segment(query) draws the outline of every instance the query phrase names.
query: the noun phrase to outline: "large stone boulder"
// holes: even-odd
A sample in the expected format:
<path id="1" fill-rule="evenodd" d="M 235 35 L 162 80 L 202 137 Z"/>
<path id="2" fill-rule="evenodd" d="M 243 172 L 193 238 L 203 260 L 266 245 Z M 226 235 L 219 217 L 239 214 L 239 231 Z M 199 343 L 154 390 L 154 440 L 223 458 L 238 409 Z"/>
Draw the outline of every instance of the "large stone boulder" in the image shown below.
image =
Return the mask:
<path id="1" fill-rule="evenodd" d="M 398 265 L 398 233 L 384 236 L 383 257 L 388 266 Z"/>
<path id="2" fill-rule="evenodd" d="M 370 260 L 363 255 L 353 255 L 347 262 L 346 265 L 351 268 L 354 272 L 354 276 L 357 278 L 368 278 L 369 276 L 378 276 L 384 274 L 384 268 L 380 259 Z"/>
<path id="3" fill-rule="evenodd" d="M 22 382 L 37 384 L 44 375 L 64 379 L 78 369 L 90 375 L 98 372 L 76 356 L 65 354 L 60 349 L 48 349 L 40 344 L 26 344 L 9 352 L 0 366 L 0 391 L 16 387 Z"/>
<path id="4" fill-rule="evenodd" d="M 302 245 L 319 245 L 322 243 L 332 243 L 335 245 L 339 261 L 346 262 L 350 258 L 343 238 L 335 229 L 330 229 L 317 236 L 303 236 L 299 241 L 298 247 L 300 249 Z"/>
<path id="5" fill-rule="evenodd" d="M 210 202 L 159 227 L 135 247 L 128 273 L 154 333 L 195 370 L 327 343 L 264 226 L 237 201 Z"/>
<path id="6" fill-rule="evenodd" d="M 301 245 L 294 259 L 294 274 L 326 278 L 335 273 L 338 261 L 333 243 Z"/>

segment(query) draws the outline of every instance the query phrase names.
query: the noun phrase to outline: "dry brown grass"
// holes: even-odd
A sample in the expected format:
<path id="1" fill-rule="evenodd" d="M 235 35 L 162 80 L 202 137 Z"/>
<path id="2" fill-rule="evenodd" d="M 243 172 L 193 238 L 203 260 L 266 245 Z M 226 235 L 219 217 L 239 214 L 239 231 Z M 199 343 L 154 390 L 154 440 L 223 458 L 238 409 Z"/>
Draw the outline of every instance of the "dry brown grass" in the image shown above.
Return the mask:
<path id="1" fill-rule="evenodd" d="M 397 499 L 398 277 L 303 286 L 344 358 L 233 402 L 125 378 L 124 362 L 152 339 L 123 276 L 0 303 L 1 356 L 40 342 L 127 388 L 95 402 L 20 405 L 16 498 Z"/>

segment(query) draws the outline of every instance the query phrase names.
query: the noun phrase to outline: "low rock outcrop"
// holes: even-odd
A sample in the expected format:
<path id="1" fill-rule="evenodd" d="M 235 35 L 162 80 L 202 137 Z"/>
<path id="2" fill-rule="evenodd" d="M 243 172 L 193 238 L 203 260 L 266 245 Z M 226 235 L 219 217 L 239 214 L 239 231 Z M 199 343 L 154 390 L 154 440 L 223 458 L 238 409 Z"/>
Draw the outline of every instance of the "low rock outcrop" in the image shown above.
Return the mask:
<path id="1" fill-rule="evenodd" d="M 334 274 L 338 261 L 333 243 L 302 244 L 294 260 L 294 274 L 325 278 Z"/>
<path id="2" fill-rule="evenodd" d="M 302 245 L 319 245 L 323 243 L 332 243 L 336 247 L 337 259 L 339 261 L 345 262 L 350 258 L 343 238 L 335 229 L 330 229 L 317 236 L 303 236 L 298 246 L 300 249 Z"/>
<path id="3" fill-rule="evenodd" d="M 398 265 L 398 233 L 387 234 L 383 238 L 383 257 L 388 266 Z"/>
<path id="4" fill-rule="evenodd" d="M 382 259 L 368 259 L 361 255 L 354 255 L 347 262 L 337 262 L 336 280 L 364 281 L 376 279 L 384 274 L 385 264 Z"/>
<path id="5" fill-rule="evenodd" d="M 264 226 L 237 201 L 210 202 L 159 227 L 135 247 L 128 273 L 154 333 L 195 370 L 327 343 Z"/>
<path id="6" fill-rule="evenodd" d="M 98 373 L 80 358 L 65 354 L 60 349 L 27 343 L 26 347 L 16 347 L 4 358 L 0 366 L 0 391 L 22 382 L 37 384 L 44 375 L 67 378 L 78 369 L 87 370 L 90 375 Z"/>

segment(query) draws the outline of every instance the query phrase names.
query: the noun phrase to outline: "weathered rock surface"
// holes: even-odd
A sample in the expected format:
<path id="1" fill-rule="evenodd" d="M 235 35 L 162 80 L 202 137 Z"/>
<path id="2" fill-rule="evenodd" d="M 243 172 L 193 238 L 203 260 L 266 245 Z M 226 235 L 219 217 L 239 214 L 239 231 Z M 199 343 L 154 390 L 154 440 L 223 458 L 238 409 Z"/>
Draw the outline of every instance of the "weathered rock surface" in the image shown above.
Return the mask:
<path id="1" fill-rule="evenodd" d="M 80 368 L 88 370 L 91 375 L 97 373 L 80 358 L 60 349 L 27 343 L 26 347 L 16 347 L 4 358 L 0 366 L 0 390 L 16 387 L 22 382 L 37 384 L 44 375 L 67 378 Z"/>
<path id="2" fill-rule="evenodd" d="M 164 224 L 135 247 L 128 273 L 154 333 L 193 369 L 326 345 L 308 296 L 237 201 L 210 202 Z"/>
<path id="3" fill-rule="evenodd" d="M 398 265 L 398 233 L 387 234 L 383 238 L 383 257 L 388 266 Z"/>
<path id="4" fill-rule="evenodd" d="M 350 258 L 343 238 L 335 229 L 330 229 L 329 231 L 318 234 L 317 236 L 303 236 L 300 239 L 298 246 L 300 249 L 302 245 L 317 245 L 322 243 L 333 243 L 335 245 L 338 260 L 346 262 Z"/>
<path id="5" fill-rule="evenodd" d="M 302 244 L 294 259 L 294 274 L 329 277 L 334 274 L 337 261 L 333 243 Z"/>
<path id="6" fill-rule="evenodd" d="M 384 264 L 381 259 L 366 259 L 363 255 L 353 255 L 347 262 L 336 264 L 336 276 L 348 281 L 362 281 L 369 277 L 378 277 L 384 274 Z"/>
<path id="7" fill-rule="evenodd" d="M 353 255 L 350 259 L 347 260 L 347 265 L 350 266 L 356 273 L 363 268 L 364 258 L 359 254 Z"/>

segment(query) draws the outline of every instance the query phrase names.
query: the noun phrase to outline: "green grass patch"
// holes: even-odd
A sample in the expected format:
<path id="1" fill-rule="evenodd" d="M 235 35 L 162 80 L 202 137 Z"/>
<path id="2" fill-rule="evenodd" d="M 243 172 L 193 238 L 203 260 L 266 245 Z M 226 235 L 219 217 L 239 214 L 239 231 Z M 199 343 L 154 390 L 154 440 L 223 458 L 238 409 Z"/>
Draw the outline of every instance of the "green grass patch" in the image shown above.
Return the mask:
....
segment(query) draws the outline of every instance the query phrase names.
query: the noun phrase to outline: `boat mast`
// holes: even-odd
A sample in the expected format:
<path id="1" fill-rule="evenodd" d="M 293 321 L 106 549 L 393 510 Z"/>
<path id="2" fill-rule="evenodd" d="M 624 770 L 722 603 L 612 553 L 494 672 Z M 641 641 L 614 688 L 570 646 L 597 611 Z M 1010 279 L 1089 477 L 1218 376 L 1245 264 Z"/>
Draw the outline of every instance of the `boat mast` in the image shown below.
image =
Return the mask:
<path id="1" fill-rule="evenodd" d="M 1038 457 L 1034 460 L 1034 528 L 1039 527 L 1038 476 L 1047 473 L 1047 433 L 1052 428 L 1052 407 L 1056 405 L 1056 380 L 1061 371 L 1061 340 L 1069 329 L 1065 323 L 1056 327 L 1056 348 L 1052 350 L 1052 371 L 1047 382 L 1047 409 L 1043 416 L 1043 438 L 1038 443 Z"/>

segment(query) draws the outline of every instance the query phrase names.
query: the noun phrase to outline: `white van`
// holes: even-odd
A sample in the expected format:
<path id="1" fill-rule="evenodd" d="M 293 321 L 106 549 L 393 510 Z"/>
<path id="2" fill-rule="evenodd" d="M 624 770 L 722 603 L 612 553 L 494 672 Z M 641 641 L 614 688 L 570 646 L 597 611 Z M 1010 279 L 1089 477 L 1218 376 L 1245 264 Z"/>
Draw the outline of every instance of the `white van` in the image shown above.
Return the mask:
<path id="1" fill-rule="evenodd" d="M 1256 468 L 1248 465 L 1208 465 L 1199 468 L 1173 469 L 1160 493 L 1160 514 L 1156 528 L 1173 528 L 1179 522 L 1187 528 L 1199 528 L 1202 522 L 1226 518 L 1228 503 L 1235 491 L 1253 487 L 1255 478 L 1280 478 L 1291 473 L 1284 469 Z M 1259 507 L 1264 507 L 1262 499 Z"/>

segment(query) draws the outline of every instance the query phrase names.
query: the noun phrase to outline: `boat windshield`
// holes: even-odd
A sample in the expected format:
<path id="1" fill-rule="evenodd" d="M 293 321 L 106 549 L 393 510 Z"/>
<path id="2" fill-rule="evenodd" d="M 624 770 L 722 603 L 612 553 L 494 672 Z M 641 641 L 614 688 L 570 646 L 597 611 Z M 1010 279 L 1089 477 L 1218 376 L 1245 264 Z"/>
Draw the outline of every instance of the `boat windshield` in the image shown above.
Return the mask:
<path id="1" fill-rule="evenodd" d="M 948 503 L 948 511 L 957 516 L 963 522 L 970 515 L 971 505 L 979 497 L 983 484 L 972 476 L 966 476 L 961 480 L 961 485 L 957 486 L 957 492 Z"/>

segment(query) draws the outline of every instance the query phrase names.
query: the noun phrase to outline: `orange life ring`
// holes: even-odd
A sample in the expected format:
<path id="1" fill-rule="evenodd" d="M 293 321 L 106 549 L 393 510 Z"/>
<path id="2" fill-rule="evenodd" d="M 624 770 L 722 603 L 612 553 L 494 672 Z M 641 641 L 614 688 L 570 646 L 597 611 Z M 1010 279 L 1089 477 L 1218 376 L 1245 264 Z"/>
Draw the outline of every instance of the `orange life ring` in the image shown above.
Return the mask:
....
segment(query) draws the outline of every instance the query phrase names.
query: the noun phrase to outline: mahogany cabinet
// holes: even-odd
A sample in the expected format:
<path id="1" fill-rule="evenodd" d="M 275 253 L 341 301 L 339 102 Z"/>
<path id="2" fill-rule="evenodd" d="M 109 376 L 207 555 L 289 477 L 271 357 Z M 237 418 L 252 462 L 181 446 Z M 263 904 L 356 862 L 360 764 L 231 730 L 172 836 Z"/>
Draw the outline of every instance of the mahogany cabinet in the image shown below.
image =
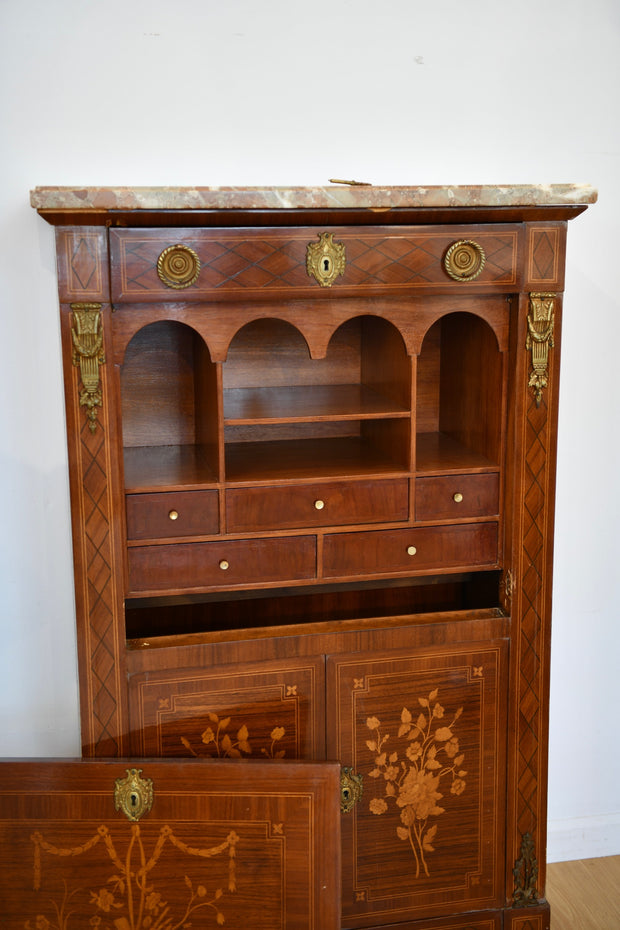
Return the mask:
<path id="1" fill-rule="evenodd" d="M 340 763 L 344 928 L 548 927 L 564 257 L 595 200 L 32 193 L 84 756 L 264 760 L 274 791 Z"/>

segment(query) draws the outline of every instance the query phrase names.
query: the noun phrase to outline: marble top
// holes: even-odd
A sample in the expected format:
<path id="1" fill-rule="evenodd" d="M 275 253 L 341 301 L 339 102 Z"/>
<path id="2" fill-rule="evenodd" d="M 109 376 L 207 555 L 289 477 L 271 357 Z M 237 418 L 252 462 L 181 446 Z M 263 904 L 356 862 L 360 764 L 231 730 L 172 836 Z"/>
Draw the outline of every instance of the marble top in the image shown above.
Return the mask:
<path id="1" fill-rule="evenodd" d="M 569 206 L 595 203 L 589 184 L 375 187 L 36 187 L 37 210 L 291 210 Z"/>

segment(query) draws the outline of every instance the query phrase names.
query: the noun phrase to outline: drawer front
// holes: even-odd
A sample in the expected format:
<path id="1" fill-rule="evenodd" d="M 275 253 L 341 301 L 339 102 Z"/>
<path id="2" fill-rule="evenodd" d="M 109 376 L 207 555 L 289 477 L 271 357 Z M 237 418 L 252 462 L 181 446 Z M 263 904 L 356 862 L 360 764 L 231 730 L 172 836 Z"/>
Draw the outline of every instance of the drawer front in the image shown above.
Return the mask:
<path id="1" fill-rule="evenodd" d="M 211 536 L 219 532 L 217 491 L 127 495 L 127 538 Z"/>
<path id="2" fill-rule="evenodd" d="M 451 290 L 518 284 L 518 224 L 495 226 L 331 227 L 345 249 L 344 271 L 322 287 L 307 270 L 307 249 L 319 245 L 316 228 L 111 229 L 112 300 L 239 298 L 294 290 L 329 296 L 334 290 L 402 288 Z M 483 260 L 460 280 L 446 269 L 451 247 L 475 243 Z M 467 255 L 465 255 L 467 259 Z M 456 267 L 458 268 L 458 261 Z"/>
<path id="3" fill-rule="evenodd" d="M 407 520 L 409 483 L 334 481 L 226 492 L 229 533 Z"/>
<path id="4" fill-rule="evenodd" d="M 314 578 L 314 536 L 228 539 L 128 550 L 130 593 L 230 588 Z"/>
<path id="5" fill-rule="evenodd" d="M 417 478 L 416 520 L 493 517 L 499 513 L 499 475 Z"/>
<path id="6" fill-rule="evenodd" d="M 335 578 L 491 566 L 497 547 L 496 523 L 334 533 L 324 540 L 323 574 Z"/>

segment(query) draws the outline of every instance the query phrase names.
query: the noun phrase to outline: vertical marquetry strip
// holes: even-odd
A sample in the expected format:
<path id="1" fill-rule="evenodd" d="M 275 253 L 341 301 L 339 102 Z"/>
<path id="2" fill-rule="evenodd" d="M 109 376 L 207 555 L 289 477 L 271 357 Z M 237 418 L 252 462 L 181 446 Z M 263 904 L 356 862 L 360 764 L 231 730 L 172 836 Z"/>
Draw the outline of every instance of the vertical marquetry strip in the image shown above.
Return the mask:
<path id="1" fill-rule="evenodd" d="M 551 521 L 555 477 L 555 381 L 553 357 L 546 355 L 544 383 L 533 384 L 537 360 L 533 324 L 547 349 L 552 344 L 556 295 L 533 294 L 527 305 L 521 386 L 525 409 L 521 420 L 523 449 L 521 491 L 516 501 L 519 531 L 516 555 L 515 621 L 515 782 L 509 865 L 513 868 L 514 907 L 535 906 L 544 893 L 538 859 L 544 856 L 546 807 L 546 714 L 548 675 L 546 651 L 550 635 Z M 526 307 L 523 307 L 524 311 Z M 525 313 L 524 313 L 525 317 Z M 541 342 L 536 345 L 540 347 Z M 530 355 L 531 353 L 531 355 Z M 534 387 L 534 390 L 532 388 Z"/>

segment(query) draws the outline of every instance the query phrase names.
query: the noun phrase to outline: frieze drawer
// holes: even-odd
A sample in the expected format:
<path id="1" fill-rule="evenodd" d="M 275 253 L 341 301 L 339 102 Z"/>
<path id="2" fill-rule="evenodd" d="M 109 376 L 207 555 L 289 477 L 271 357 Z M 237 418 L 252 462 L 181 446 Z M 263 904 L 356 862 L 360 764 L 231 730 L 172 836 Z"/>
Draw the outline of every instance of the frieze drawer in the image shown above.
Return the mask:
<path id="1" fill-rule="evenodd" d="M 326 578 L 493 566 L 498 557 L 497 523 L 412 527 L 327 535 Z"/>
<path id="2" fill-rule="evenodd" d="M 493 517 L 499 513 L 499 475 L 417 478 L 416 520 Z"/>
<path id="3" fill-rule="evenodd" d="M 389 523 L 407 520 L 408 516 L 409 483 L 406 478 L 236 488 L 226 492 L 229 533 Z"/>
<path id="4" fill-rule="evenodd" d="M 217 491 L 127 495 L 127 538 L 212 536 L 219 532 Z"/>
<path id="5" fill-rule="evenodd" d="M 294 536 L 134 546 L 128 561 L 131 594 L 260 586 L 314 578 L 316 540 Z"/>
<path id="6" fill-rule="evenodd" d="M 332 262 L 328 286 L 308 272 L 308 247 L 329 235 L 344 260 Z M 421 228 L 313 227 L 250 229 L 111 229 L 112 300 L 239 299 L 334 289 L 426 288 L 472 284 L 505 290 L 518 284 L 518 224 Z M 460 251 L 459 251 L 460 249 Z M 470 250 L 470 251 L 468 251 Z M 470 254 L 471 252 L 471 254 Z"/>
....
**PROBLEM DETAILS:** Return every line of the material in which the word "outcrop" is found.

**WRITTEN SOLUTION:**
query: the noun phrase to outline: "low rock outcrop"
Draw the outline of every instance of the "low rock outcrop" in the image shown above.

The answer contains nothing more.